**SUPPLIED DATA**

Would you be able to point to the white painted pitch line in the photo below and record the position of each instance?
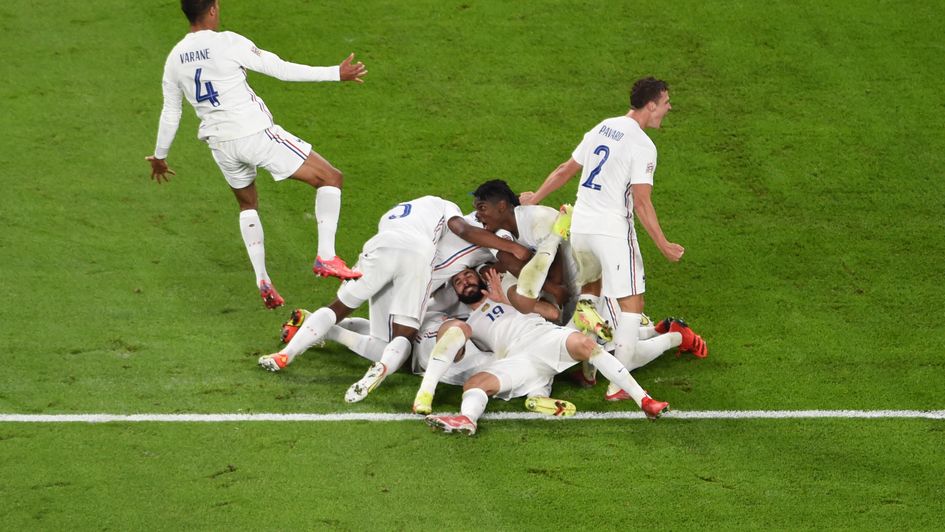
(694, 414)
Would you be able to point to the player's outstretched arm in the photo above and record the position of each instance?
(486, 239)
(494, 287)
(564, 172)
(643, 208)
(159, 169)
(351, 71)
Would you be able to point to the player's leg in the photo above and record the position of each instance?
(395, 353)
(533, 274)
(582, 348)
(476, 393)
(622, 279)
(285, 155)
(648, 350)
(312, 331)
(407, 296)
(241, 178)
(451, 339)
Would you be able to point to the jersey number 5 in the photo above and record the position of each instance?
(210, 95)
(406, 207)
(589, 183)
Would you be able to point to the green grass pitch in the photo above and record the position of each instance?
(801, 167)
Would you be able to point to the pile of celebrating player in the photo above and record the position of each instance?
(499, 301)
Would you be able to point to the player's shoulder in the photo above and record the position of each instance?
(636, 133)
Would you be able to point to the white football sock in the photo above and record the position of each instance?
(625, 338)
(327, 210)
(364, 345)
(474, 404)
(649, 350)
(395, 354)
(315, 326)
(647, 332)
(533, 274)
(618, 374)
(442, 357)
(358, 325)
(251, 229)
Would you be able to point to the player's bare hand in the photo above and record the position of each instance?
(159, 169)
(494, 286)
(672, 251)
(528, 198)
(352, 71)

**OBJECTIVE**
Rewrite the listing above with "record the position of each instance" changed to "mark the location of every instance" everywhere, leaving everything else as it is. Leave the pictures out of your version.

**RESULT FOR THIS EXERCISE**
Would you be able to point to the white painted pitch line in the photo below and mark the location of every instance?
(694, 414)
Would you be able to point to the player's outstretched arm in the photo above and mark the location of every instance?
(486, 239)
(494, 287)
(564, 172)
(643, 208)
(159, 169)
(351, 71)
Would you be able to point to the player's leg in the photo above and mark the location of every instance?
(395, 353)
(533, 274)
(582, 348)
(476, 393)
(622, 279)
(285, 155)
(648, 350)
(312, 331)
(407, 296)
(241, 178)
(451, 339)
Would you be able to point to the jersey number 5 in the photo above and mark the location of every instance?
(210, 95)
(406, 207)
(589, 183)
Would you be able to point to the green grass pitch in the photo above and mark the location of every instance?
(801, 167)
Would you be able to point to the pile of celebrating player in the photo above and mark the location of every instance?
(499, 301)
Would you be able to point to the player's shoulder in the photo above and mark the location of every instance?
(636, 133)
Would you be able to point to the white football sock in the photo above and mark the location of every instance?
(625, 338)
(327, 210)
(364, 345)
(474, 404)
(649, 350)
(395, 354)
(315, 326)
(647, 332)
(533, 274)
(618, 374)
(442, 357)
(358, 325)
(251, 229)
Would you be able to point to the player's bare hand in the photo above and mark the location of every instance?
(159, 169)
(494, 286)
(672, 251)
(528, 198)
(352, 71)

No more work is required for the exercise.